** SUPPLIED MATERIAL follows **

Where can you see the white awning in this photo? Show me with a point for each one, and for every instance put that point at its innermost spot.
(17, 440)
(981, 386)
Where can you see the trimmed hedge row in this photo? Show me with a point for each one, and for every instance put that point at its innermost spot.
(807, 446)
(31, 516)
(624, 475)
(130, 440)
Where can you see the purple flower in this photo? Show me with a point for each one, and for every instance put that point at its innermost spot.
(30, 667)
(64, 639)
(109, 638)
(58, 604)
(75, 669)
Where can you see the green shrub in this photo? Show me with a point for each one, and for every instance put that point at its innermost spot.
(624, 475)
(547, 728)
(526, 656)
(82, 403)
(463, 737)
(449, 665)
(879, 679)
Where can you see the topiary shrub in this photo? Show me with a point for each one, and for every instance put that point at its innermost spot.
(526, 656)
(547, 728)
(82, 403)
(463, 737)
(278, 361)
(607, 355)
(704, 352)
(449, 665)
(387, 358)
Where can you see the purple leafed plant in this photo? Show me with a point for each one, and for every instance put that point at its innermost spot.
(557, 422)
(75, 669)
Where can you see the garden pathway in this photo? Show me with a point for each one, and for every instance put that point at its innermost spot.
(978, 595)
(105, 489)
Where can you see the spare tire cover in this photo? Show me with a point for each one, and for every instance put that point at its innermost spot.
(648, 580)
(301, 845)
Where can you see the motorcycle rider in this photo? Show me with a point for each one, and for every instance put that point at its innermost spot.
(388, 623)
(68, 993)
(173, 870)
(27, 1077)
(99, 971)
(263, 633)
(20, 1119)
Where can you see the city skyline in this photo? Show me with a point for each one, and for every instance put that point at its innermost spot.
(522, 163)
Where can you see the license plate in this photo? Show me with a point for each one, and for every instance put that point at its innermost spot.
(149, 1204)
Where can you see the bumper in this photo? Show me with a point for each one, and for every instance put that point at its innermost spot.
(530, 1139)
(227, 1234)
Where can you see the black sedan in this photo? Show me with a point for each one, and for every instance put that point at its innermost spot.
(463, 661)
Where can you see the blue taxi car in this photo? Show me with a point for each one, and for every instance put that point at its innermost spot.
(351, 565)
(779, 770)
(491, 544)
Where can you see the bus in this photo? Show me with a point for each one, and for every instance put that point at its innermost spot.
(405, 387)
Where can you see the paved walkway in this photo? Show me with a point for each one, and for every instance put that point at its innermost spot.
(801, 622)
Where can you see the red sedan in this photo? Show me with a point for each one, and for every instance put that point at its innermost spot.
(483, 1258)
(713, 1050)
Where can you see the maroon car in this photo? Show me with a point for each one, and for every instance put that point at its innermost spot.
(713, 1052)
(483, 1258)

** End of SUPPLIED MATERIAL **

» TO DO
Every line above needs to be retyped exactly.

» COMPLETED EXERCISE
Where can you see the white awning in this photo? Show me with a point for each one, and for every instance put that point at its innermost spot.
(17, 440)
(981, 386)
Where can you see the trimmed hedge row in this photo? Show me with a point for each one, and for every instance put that point at its innermost spot.
(807, 446)
(31, 516)
(624, 475)
(130, 440)
Where can you see the purple flower in this photo? Show me with a point for each one, and for every instance put that point at its innermost spot.
(30, 667)
(64, 639)
(109, 638)
(58, 604)
(75, 669)
Where can you see the green shrub in this photo? Show me with a point for each one, and for every instance put that point at its innermost spot.
(624, 475)
(547, 728)
(526, 656)
(82, 403)
(463, 737)
(449, 665)
(879, 679)
Where can you see the topiary shrub in this photo? Show me with a point for each one, and for every instance put that point at its innermost spot.
(526, 656)
(547, 728)
(82, 403)
(463, 737)
(278, 361)
(607, 355)
(704, 352)
(449, 665)
(387, 358)
Where can you see the purple leafed plant in this photo? Show me with a point for each one, and for every instance put that point at its innermost spot.
(557, 422)
(75, 669)
Where can you see the garden pathway in this photo? Show me with a point for each one, and for every instance put that point at its innermost spot.
(978, 595)
(105, 489)
Where can you see the spare tire cover in this photo? Show me with a point for each one, and for every instance put that point at its innermost spot.
(648, 580)
(301, 845)
Where can you see the motorcycle rider in this photo? Show me with a point for each one, and for every instance put that point at its innermost spot.
(388, 623)
(68, 993)
(173, 870)
(27, 1077)
(99, 971)
(263, 633)
(20, 1119)
Where can you see the city skyline in this photo? Show me with a point for each one, and for every instance put that point at its innermost spot.
(522, 163)
Where can you see the license plate in this photo? Show me with a point for each one, and for every instance put that point at its innermost spot.
(149, 1204)
Where can you see the bumper in this photo? Show me with a point for each one, and for every instance put that point at its innermost spot.
(530, 1139)
(227, 1234)
Where can you see the black sedan in this photo? Show me with a point for each one, and for every instance put that point at its innermost spot.
(463, 661)
Where can you see the blue taxi car in this photo? Show me with a point for each one, and for every instance put that point at its innermost spot.
(351, 565)
(779, 770)
(491, 544)
Where can you see the bus in this photo? Show me with a point for each one, and for every instance put that point at its innermost spot.
(405, 387)
Where can you see the paved walkway in this photo? Show me with a point for each one, and for every instance put that point at its innermost spot.
(801, 622)
Where can you see the red sedan in this photo? Show me with a point for each one, and for every instance put that point at its innermost spot.
(483, 1258)
(713, 1050)
Where can you see the maroon car in this photo? Show me with a point for each one, and for every instance put that point at its innermost spot.
(713, 1052)
(483, 1258)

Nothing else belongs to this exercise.